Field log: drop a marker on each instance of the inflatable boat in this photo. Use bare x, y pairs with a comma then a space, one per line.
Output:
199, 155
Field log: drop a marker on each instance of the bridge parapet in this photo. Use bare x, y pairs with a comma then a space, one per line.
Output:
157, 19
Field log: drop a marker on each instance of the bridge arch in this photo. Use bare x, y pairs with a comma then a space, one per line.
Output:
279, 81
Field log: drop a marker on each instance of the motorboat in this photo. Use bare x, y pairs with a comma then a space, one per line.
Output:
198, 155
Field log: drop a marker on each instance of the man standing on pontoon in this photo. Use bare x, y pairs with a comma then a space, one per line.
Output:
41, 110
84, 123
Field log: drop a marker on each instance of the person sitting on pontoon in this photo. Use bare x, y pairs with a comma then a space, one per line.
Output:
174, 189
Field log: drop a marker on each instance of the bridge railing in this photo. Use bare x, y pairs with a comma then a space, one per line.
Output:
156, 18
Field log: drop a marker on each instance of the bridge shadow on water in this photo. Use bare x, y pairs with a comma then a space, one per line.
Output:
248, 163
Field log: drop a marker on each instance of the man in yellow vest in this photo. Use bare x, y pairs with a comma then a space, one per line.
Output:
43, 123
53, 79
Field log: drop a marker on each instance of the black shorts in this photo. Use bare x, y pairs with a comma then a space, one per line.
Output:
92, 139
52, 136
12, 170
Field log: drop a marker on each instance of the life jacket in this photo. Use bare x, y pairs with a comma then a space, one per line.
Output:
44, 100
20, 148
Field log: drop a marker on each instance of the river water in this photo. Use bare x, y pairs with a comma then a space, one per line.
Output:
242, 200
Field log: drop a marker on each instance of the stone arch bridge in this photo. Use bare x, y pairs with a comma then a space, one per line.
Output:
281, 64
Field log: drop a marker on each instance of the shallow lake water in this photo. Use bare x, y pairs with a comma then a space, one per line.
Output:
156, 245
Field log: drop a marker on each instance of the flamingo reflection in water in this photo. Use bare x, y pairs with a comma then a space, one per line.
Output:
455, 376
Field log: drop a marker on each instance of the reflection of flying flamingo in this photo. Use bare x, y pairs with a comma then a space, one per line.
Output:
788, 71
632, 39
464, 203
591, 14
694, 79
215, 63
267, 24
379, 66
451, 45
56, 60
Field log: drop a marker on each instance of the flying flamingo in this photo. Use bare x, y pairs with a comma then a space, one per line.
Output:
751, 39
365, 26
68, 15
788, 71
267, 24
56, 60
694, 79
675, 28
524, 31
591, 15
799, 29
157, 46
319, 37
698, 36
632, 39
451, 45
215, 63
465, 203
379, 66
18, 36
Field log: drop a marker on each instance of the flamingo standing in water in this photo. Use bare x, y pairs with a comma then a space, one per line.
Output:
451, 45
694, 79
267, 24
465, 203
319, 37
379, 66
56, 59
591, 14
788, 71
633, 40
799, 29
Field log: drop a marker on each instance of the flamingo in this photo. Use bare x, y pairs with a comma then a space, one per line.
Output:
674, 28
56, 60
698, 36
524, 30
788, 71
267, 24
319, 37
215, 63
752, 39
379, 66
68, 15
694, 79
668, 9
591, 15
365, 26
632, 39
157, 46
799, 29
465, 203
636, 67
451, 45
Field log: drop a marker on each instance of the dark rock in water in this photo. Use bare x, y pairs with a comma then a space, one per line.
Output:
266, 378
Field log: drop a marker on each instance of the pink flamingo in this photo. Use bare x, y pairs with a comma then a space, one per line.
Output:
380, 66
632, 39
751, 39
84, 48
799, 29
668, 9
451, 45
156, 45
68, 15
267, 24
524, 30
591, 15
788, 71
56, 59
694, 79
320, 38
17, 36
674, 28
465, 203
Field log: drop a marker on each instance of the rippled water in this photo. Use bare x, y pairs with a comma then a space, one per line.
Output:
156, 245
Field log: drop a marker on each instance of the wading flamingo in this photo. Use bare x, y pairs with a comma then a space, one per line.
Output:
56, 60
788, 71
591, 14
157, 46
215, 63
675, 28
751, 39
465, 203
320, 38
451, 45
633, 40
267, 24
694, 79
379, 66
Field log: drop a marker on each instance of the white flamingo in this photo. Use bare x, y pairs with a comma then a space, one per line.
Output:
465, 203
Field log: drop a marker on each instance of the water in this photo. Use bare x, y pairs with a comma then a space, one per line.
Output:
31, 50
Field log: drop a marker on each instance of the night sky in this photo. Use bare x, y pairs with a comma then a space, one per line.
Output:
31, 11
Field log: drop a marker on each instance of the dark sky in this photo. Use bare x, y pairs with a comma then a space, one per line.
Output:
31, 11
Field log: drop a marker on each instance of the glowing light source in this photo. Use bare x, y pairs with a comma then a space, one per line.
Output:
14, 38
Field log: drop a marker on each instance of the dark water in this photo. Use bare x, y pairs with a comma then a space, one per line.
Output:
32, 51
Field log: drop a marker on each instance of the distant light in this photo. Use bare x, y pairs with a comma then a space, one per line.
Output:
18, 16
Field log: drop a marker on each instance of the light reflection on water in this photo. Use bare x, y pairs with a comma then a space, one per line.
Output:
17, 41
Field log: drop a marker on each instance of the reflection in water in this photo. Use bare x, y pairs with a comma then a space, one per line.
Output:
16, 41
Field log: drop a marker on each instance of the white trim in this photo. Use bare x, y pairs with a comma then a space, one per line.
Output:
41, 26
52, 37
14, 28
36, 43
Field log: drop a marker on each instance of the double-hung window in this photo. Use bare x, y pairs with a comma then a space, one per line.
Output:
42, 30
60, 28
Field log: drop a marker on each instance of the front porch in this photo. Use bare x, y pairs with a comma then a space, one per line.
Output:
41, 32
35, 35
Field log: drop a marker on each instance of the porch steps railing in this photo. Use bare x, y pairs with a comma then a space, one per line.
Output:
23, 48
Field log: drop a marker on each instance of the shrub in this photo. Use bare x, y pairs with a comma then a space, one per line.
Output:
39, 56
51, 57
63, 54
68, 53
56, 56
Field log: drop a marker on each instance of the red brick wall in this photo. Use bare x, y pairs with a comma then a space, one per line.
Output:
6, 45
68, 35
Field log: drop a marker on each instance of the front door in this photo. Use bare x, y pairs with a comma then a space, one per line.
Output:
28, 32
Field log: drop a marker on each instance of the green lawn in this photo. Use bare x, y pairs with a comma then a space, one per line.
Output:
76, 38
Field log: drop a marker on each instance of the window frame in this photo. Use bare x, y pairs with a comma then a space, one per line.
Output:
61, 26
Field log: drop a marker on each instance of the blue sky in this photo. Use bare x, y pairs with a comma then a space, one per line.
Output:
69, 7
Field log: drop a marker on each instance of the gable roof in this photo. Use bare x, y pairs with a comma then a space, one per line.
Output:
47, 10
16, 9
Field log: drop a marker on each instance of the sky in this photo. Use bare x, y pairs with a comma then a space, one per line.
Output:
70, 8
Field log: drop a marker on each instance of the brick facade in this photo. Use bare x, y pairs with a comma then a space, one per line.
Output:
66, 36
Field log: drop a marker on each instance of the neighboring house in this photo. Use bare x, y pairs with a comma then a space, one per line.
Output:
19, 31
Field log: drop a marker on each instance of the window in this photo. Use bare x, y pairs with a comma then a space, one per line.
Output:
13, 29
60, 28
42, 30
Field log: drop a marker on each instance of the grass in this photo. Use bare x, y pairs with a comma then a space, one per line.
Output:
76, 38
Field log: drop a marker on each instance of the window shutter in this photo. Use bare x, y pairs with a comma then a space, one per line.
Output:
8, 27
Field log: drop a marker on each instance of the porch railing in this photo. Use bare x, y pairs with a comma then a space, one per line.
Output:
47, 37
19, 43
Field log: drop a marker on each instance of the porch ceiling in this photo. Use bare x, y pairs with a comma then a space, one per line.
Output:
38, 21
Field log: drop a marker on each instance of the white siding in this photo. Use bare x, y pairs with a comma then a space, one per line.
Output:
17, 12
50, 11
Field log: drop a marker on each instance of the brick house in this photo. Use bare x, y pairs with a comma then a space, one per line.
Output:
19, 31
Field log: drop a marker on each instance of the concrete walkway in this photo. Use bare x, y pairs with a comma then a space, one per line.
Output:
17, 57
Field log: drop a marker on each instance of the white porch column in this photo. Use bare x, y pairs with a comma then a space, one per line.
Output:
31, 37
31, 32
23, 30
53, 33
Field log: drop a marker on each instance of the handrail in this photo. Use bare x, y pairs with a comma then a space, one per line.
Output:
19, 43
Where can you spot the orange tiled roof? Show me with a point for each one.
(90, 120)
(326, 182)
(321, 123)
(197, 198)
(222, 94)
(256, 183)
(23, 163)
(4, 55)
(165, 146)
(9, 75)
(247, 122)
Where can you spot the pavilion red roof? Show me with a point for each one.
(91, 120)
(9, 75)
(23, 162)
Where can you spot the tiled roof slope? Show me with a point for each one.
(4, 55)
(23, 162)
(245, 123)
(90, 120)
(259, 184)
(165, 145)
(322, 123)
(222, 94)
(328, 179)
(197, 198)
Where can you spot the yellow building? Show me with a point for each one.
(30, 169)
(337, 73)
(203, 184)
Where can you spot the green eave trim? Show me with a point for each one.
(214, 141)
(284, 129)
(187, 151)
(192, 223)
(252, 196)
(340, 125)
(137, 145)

**Work request:** Please report every line in the entries above that holds the string "dark".

**Response to the task:**
Field log: drop a marker on each instance of the dark rock in water in this photo. Use bare x, y pairs with a comma then a space, one per line.
Field log: drop a marker on each instance of the dark sky in this photo. Use bare x, y pairs with a comma then a space, one per line.
Field log: drop a marker on each instance of the dark water in this photo. Use bare x, y pairs with a comma then a space, one per line.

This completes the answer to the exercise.